◆ **Text provided**:
The arguments in Twitter v. Taamneh follow those in a case with similar facts, Gonzalez v. Google, that explores whether tech platforms can be held responsible for promoting terrorist posts through their recommendation algorithms. In that case, the justices seemed reluctant to overhaul the key legal liability shield in question, Section 230 of the Communications Decency Act, which protects platforms from being held accountable for hosting their users’ posts. While many appeared sympathetic to a narrower reading of the law, several also seemed to prefer kicking the responsibility over to Congress.

In Wednesday’s case, such a consensus was more elusive, as justices tested a variety of hypotheticals on lawyers for either side as well as a representative for the U.S. government, which generally argued in favor of Twitter. U.S. Deputy Solicitor General Edwin Kneedler represented the U.S. government.

The question in the case is whether Twitter can be held accountable for aiding and abetting a specific international terrorist act because it did not take more aggressive action against terrorist content on its service, given that it generally works to moderate and remove terrorist content under its policies.

Twitter’s lawyer Seth Waxman argued that the company should not be held responsible for aiding and abetting terrorism in instances where it is not directly aware of the specific post or account in question. He said that to satisfy the anti-terrorism law’s standard for liability, Twitter would have had to provide substantial assistance to the act of terrorism and know their actions would provide such assistance.

◆ **Point localization data**:

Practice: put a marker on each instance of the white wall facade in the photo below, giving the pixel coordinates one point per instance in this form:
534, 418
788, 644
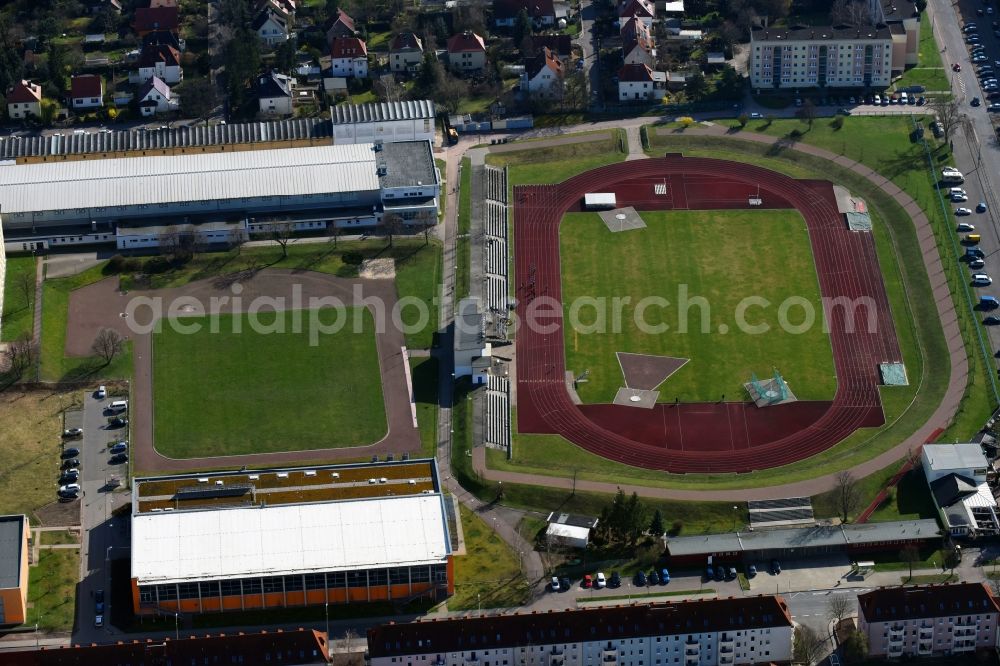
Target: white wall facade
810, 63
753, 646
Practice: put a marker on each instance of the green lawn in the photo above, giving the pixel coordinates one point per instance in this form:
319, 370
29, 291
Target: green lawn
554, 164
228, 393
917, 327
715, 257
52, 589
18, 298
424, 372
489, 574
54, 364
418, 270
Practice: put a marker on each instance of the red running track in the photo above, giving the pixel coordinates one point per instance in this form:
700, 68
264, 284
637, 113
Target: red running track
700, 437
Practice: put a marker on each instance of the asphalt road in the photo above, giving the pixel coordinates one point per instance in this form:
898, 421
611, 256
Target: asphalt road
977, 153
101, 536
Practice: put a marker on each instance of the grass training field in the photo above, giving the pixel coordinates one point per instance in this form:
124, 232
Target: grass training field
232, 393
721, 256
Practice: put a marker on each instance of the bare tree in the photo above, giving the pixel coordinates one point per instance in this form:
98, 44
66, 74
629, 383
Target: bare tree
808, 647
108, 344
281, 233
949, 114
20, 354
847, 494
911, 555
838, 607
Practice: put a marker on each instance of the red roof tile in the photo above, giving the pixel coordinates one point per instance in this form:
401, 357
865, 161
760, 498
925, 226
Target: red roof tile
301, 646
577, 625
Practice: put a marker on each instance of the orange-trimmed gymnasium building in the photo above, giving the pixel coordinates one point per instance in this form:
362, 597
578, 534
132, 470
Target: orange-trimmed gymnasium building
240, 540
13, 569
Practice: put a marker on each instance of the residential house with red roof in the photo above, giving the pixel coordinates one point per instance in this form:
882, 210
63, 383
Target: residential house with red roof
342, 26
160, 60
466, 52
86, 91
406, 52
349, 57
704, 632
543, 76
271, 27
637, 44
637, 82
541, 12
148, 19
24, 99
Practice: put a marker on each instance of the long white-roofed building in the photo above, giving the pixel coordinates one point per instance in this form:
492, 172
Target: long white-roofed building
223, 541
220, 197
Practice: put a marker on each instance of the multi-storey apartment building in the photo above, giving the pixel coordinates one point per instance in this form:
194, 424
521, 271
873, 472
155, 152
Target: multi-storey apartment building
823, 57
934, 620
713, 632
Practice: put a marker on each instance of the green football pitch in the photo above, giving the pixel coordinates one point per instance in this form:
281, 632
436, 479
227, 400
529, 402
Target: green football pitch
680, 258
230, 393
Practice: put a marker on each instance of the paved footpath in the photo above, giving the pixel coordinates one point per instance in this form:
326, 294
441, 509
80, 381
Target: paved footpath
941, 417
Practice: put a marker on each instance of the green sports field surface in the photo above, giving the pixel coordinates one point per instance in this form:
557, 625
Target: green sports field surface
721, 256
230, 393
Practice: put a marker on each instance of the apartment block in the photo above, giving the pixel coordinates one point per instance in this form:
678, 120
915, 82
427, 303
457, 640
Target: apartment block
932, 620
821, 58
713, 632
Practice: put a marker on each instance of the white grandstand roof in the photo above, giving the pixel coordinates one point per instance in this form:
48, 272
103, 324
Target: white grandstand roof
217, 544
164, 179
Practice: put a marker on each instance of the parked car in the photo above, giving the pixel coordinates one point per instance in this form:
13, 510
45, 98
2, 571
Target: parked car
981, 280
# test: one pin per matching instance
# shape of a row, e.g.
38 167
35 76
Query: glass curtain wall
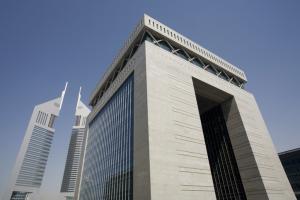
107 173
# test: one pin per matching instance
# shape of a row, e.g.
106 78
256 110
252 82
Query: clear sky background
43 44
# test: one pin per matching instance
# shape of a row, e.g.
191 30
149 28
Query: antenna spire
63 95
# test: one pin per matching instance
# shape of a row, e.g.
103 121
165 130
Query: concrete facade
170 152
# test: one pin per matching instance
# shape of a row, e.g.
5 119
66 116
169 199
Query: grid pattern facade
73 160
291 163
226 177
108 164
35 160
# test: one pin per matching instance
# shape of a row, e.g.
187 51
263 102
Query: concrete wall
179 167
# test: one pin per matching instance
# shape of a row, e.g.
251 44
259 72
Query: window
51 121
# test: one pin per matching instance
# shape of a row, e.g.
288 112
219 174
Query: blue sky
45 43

◆ **Problem to work on**:
According to the text on the Twitter v. Taamneh arguments, who represented the U.S. government?

◆ **Expected output**:
U.S. Deputy Solicitor General Edwin Kneedler represented the U.S. government.